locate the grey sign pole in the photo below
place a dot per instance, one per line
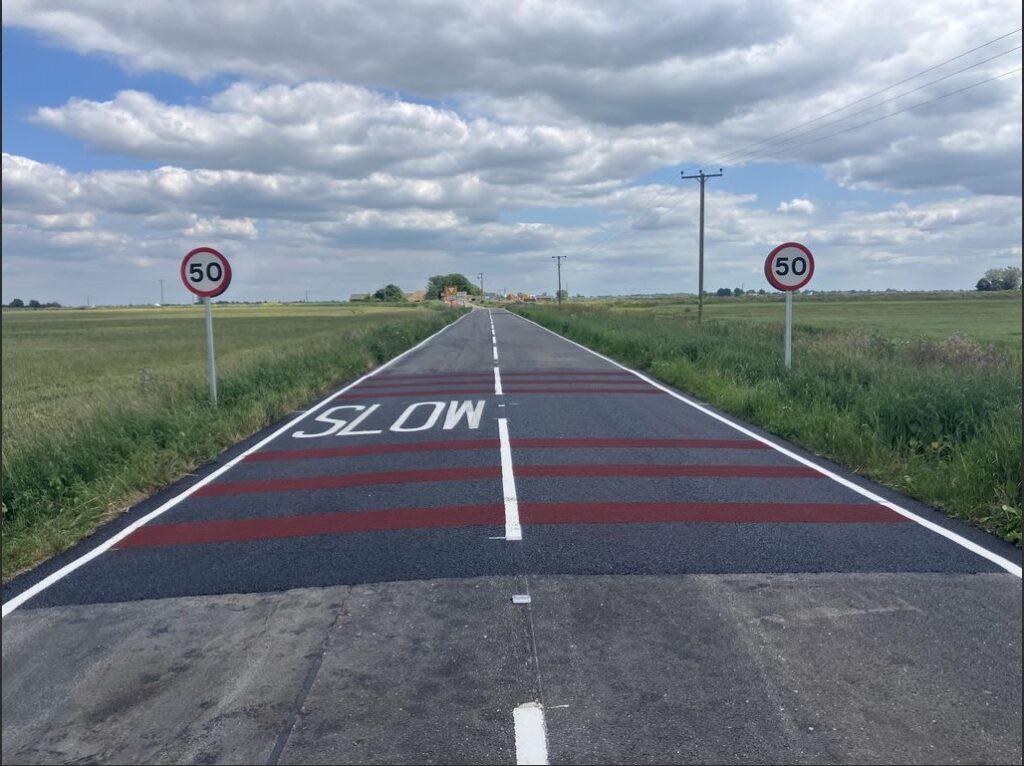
(788, 330)
(206, 273)
(211, 362)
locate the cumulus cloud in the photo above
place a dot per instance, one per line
(372, 142)
(797, 205)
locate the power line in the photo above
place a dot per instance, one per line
(745, 157)
(894, 114)
(770, 139)
(559, 258)
(702, 177)
(723, 158)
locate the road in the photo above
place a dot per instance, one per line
(349, 588)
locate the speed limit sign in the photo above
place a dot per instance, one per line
(790, 266)
(206, 272)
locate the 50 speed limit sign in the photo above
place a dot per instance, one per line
(206, 272)
(790, 266)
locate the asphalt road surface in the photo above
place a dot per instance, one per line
(502, 547)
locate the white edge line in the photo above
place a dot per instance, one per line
(68, 568)
(530, 735)
(513, 529)
(951, 536)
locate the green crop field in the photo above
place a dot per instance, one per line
(101, 407)
(922, 393)
(984, 317)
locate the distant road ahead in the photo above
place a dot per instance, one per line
(343, 591)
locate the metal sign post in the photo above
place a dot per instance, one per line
(788, 267)
(211, 362)
(207, 273)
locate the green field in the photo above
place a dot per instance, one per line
(101, 407)
(985, 317)
(922, 393)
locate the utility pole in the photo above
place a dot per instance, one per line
(559, 259)
(701, 176)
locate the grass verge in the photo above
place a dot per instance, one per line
(939, 421)
(61, 483)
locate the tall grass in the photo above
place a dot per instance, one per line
(59, 483)
(937, 420)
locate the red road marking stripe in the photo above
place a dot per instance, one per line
(349, 452)
(627, 443)
(616, 513)
(577, 389)
(416, 447)
(236, 530)
(485, 374)
(531, 381)
(551, 471)
(351, 479)
(360, 393)
(569, 373)
(368, 393)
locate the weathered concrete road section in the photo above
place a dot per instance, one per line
(343, 592)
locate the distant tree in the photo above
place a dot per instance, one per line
(1000, 279)
(390, 294)
(437, 283)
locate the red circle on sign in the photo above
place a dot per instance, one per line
(225, 274)
(770, 262)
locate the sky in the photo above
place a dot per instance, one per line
(331, 147)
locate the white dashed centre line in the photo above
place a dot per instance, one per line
(513, 529)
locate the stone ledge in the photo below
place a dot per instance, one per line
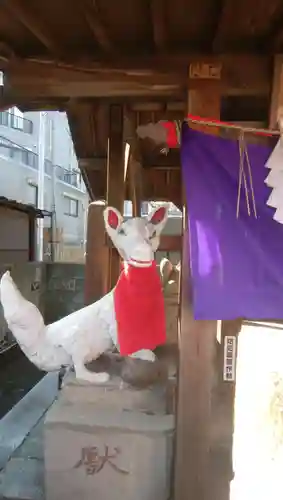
(86, 417)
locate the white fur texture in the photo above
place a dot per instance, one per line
(83, 335)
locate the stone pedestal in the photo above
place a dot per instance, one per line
(108, 442)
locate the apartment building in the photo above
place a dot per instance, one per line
(64, 193)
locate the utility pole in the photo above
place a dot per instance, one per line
(41, 178)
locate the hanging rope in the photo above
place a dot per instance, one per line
(244, 159)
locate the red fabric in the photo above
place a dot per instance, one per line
(139, 309)
(172, 138)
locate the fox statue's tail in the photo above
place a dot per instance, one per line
(23, 318)
(27, 325)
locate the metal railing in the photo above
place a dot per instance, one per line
(12, 120)
(11, 150)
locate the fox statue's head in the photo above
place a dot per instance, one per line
(136, 239)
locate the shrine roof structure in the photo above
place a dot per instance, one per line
(79, 57)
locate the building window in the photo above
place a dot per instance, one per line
(33, 195)
(17, 118)
(72, 207)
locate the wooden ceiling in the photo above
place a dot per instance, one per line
(80, 56)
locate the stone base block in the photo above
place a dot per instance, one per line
(118, 395)
(94, 449)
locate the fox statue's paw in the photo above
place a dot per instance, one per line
(93, 378)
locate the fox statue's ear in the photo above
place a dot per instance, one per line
(112, 219)
(158, 217)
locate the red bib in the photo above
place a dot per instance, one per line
(139, 309)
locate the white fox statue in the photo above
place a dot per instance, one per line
(87, 333)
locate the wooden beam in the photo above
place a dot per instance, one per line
(273, 39)
(92, 16)
(115, 179)
(197, 344)
(36, 26)
(156, 75)
(276, 104)
(158, 24)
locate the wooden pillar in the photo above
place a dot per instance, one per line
(197, 346)
(115, 180)
(97, 255)
(133, 163)
(276, 105)
(32, 238)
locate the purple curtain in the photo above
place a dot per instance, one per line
(236, 264)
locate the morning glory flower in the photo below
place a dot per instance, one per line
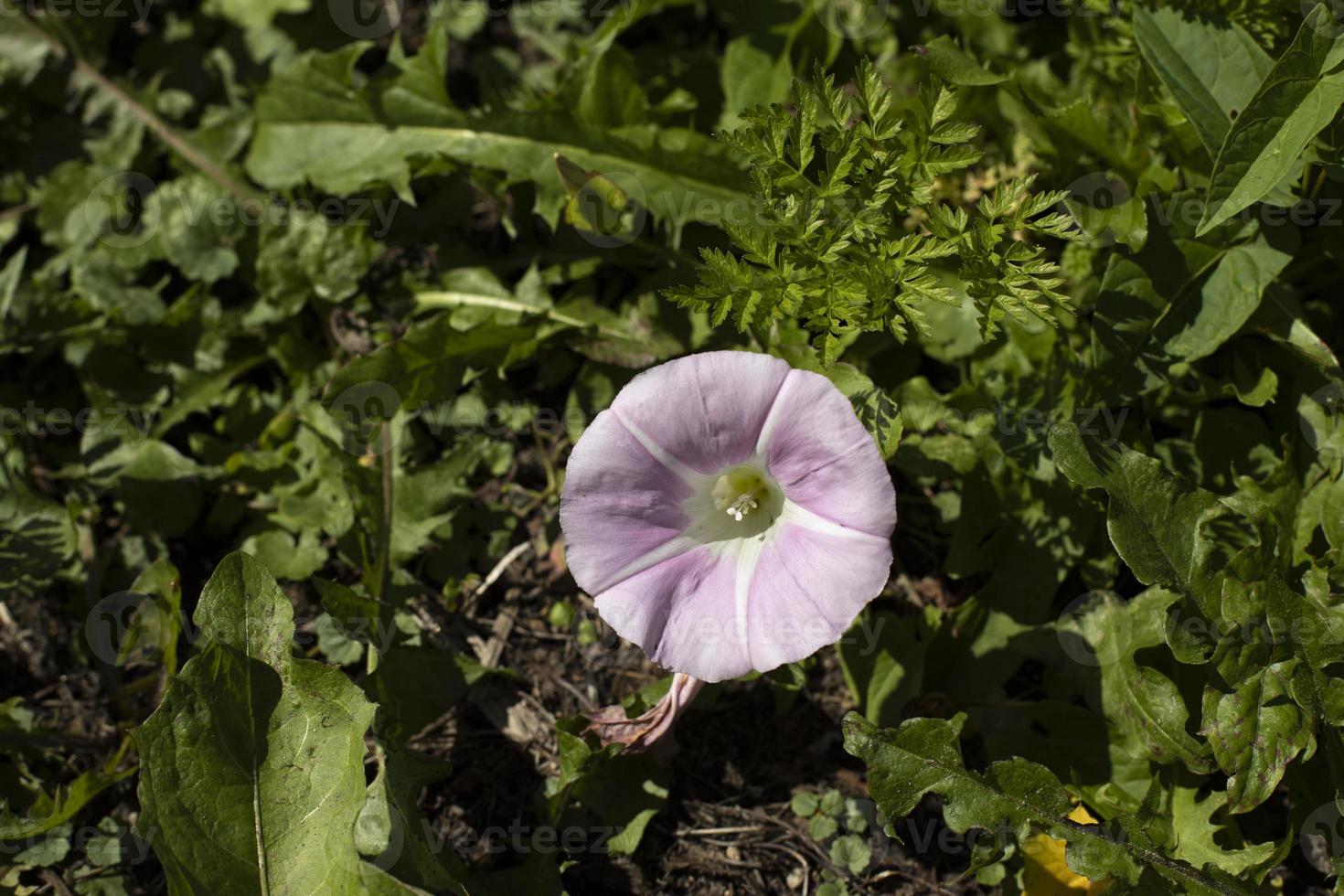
(729, 513)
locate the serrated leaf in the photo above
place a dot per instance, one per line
(251, 769)
(1211, 68)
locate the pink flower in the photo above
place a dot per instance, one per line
(729, 513)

★ ★ ★ ★ ★ ★ ★

### SET TASK:
Revise the listing above by changing every "place a dot per instance" to "mark each instance with a dot" and leaving everything else as it is. Omit the pictures from your answer.

### RESULT OF THE TASK:
locate the grey sign pole in the photo below
mark each instance with a dot, one per line
(788, 330)
(206, 273)
(211, 362)
locate the cumulus cloud in the photo above
mark each instance with a dot, one per line
(372, 142)
(797, 205)
locate the power line in the photo above
mark each instance with a dot, one per line
(745, 157)
(894, 114)
(770, 139)
(559, 258)
(702, 177)
(723, 158)
locate the road in the photo above
mark each instance with a dot, one per line
(349, 588)
locate the speed limit sign in the photo above
mark each instance with a dot, one per line
(790, 266)
(206, 272)
locate the 50 speed limit sign in the photo above
mark each instance with a dot, one per line
(206, 272)
(790, 266)
locate the asphalt road surface in the photo above
mark each instance with a dot, one per line
(502, 547)
locate the white edge line in the photo above
mark each instance with a dot, one per line
(68, 568)
(530, 735)
(513, 529)
(951, 536)
locate the green crop field in the photo above
mark each instance with a dot, one per line
(101, 407)
(922, 393)
(984, 317)
locate the distant road ahead in the photo above
mark each instance with a dot, one per line
(343, 591)
locate the metal sign post in the photo above
mark each instance with a dot, one per line
(788, 267)
(211, 362)
(207, 273)
locate the green field in the photo above
mark each instance with a dot, one per line
(101, 407)
(985, 317)
(922, 393)
locate the utility pole in the photo above
mark each instance with a dot, one per line
(559, 259)
(701, 176)
locate the grass verge in the photo above
mark each instance with a dot, one per line
(939, 421)
(61, 483)
locate the tall grass in the photo above
mark each instance with a dot, one per line
(59, 483)
(937, 420)
locate the red road marking stripe in the photo above
mark each instance with a dot, one per line
(349, 452)
(627, 443)
(616, 513)
(577, 389)
(416, 447)
(236, 530)
(485, 374)
(531, 381)
(551, 471)
(351, 479)
(360, 393)
(569, 373)
(368, 393)
locate the weathered concrete road section in the photo above
mark each instance with a dot, one per line
(343, 592)
locate the distant tree in the photo above
mark each instance with a dot, one per line
(1000, 279)
(390, 294)
(437, 283)
locate the red circle on sign in the photo above
mark each instance with a dot, one per line
(225, 274)
(770, 262)
locate the sky in the photo above
mark each instance with a dot, one per line
(331, 147)
locate the white dashed centre line in the photo above
mark each instance with a dot, one per line
(513, 529)
locate the stone ledge in the photo below
mark each instance with a dot, one per line
(86, 417)
locate the white fur texture in the photo above
mark each instance with a dot, one per line
(83, 335)
locate the stone pedestal in the photo above
mark each instance with a dot, one per line
(108, 442)
locate the apartment building in the photo above
mark each instance with a dot, one per line
(64, 193)
locate the utility pole in the photo above
mark each instance with a dot, one per line
(41, 178)
locate the hanging rope in the photo above
mark each instance with a dot, one per line
(244, 159)
locate the red fabric in the photo above
mark each instance with a dot, one per line
(139, 309)
(172, 138)
locate the fox statue's tail in the photo above
mark each instance with a dot, one per line
(23, 318)
(27, 325)
locate the metal railing in the photo above
mark each instance with a dot, one per line
(12, 120)
(11, 150)
locate the fox statue's head in the photo above
mark each instance with a dot, one per line
(136, 239)
locate the shrine roof structure in the photo above
mark each instance with a dot, one per line
(79, 57)
locate the building window in the photo above
mark each instance with a dot, one per line
(33, 195)
(17, 118)
(72, 207)
locate the wooden ceiling in the photo above
mark each instance with a dot, one per line
(80, 56)
locate the stone base block in the photo above
mark each instance with a dot, one per line
(118, 395)
(94, 449)
locate the fox statue's paw in the photo above
mark each instance with a dot, one per line
(93, 378)
locate the fox statue's ear in the photo above
mark each instance with a dot, one per line
(112, 219)
(158, 217)
locate the red bib in the photo above
mark each instance with a dot, one per line
(139, 309)
locate the white fox statue in the photo above
mark each instance with a dot, one per line
(87, 333)
locate the wooden beam in the photo above
mark each instance with a dot, one per line
(273, 39)
(92, 16)
(115, 179)
(197, 344)
(36, 26)
(156, 75)
(276, 104)
(158, 24)
locate the wooden pillar in the photo above
mark each instance with a dot, one per line
(197, 346)
(115, 180)
(97, 255)
(133, 163)
(276, 105)
(32, 238)
locate the purple curtain in the photo above
mark each instance with a dot, one per line
(236, 264)
locate the morning glory flower in the photo below
mark each instance with a dot, one per line
(729, 513)
locate the serrated leaf in the photo above
mark each instance with a dot, one per line
(251, 769)
(1211, 68)
locate the pink flower in the photo above
mark each instance with a dot, one per line
(729, 513)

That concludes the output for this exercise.